Source document START
How much is family income benefit?
The cost of family income benefit depends on your personal circumstances as insurers will take the following into consideration:
- Age
- Smoking status
- Medical history
- Family medical history
- Occupation
- Lifestyle (such as your hobbies and alcohol consumption)
Certain policy details can also impact the price you pay, such as:
- Policy term
- How much cover you need
What’s the difference between family income benefit and life insurance?
Simply put both offer life cover but they do so in different ways.
Traditional life insurance policies, such as level and decreasing term life insurance, pay out a lump sum pay out if you die during the policy term. Whereas family income benefit pays out in monthly instalments.
Most other policy details are similar, such as offering cover for an agreed amount of time, including terminal illness cover as standard and being able to add critical illness cover for an additional cost.
The one that’s best for you will depend on what you want to cover.
For example, if you wanted a policy that could help your loved ones pay off the mortgage in full, family income benefit wouldn’t be suitable for this large cost.
Can I buy joint family income benefit?
Source document END
Record set START
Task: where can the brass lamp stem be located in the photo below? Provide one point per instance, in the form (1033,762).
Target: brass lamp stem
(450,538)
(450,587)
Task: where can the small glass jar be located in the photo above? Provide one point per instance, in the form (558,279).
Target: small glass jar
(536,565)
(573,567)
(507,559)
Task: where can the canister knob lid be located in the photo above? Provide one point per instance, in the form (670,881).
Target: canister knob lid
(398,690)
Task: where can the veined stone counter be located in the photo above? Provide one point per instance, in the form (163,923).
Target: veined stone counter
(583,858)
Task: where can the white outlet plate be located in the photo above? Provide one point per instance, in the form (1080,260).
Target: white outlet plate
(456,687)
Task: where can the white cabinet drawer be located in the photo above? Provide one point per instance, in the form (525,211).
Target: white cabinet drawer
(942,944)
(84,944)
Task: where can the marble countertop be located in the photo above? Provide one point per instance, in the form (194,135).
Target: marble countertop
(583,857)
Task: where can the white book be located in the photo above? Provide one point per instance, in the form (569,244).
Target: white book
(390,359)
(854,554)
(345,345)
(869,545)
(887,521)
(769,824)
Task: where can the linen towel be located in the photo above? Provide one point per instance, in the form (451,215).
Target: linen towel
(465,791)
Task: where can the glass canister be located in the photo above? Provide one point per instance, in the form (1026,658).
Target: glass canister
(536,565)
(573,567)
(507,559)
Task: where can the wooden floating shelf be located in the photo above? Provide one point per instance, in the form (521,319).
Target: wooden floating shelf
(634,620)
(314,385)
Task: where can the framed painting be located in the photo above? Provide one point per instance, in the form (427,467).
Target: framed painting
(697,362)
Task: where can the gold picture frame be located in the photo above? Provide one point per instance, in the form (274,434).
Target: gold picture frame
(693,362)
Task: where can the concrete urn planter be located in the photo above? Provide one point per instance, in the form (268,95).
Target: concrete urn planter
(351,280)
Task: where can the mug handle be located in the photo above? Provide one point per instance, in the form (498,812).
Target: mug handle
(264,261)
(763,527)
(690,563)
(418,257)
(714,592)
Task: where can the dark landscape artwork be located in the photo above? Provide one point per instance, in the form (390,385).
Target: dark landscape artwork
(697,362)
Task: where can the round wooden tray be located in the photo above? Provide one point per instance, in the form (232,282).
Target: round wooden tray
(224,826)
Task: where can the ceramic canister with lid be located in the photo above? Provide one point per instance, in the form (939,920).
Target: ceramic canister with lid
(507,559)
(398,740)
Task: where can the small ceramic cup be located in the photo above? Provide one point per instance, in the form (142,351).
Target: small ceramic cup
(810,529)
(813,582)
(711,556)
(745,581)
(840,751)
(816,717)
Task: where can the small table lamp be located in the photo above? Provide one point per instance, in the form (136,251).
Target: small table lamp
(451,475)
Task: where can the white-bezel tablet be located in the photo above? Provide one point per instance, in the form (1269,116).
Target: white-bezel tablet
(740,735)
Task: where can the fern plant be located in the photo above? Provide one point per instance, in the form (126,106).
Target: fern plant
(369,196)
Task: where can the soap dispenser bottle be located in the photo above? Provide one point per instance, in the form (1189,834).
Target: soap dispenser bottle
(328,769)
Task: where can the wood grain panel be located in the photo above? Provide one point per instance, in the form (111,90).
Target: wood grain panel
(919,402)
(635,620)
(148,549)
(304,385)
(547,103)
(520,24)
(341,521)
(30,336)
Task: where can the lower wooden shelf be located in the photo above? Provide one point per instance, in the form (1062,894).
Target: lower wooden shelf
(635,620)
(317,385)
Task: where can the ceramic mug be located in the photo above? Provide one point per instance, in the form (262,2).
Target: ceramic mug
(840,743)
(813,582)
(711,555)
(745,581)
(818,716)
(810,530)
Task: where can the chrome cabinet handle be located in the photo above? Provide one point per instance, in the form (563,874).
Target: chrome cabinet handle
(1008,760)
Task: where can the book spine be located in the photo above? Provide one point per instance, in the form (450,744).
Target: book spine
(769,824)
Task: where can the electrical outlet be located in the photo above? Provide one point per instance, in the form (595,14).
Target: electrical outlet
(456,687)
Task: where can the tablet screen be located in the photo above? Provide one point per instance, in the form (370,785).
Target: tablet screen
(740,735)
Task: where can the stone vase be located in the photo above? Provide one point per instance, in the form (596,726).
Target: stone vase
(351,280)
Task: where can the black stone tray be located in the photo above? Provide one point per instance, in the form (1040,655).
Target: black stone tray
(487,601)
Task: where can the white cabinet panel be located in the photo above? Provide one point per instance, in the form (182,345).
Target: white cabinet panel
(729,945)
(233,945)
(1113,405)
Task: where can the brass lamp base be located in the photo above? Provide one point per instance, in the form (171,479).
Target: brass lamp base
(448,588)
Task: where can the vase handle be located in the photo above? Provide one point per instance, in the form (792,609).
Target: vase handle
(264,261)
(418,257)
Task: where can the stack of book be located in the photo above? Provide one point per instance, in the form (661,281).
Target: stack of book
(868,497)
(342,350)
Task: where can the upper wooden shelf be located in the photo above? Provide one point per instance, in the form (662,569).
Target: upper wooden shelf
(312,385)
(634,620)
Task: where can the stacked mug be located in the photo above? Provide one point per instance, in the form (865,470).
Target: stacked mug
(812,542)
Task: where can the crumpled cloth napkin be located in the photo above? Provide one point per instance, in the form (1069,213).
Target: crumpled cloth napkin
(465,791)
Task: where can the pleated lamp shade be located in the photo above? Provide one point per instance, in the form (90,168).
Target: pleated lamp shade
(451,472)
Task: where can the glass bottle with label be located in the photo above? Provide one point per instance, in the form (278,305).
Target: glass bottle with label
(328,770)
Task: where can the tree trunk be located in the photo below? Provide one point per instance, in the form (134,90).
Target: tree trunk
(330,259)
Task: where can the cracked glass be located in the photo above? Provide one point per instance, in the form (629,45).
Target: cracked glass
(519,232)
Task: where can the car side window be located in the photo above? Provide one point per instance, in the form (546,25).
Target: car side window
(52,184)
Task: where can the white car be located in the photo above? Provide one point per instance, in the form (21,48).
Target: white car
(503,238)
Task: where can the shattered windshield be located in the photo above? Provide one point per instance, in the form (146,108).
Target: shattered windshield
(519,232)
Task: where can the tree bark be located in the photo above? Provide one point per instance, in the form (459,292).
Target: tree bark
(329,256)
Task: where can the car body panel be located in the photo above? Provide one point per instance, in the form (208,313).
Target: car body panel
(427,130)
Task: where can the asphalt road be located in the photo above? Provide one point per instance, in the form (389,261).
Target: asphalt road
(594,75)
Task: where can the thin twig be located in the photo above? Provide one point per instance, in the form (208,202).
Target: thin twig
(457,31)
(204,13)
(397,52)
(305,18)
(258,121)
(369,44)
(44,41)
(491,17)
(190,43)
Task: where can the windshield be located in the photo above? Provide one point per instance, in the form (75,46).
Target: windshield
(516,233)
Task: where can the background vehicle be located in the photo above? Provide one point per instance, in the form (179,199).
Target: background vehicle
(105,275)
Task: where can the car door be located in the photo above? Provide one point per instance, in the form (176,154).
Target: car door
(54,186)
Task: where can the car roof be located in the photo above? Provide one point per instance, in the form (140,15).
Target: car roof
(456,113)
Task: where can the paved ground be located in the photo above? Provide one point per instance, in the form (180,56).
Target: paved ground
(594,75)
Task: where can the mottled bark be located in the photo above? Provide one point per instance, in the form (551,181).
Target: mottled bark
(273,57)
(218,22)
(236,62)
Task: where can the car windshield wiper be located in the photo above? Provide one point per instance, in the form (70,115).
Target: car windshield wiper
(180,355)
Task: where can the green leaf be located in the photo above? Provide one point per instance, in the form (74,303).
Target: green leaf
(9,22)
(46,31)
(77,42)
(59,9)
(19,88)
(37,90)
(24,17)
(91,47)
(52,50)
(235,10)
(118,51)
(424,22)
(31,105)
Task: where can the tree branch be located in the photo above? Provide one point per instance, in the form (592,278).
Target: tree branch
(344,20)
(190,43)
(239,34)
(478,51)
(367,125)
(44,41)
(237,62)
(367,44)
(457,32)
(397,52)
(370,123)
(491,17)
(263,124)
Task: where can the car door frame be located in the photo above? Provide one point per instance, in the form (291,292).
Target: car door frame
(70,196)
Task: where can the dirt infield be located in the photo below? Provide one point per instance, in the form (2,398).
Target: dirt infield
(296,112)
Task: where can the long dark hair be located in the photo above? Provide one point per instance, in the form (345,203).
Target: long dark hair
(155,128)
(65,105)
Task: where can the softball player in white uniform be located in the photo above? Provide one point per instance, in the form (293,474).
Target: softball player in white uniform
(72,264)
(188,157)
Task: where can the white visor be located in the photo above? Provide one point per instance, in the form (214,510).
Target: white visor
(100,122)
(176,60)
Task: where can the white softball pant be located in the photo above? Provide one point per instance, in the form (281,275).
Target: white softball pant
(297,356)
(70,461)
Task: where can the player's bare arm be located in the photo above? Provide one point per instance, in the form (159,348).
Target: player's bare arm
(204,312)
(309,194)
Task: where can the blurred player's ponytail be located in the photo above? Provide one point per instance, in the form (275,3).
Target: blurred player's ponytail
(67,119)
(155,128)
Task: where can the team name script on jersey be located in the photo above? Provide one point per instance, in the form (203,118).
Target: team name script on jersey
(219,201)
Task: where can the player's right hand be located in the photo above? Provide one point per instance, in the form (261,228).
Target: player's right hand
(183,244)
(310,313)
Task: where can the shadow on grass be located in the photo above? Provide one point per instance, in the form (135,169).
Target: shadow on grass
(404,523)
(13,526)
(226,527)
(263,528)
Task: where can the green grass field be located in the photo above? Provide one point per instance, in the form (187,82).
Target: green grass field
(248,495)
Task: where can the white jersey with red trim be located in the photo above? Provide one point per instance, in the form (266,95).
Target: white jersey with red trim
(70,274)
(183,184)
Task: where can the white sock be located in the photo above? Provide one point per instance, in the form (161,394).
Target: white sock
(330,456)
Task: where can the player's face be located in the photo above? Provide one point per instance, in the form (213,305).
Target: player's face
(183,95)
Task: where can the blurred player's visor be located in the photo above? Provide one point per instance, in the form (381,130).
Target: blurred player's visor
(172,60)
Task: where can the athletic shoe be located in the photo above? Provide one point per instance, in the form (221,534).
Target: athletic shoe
Record set END
■ Required tasks:
A: Answer these questions from the family income benefit text:
(i) In what form does family income benefit pay out?
(ii) Which two policy details can affect the price?
(iii) What cover do both kinds of policy include as standard?
B: Summarize the family income benefit text in two sentences.
C: Based on the family income benefit text, say whether each statement agrees with it, and quote the words that decide each one.
(i) Insurers take occupation into account when setting the cost.
(ii) Family income benefit is a good fit for paying off a mortgage in full.
(iii) Critical illness cover comes at no extra cost.
The records have nothing to do with the family income benefit text.

■ Outputs by task:
A:
(i) In monthly instalments.
(ii) The policy term and how much cover you need.
(iii) Terminal illness cover.

B: The price of family income benefit depends on personal factors such as age, smoking status, medical history, occupation and lifestyle, as well as the policy term and the amount of cover. Unlike traditional life insurance, which pays a lump sum, it pays out in monthly instalments, so it would not suit a large cost such as paying off a mortgage in full.

C:
(i) Yes: "insurers will take the following into consideration" lists "Occupation".
(ii) No: "family income benefit wouldn’t be suitable for this large cost".
(iii) No: "being able to add critical illness cover for an additional cost".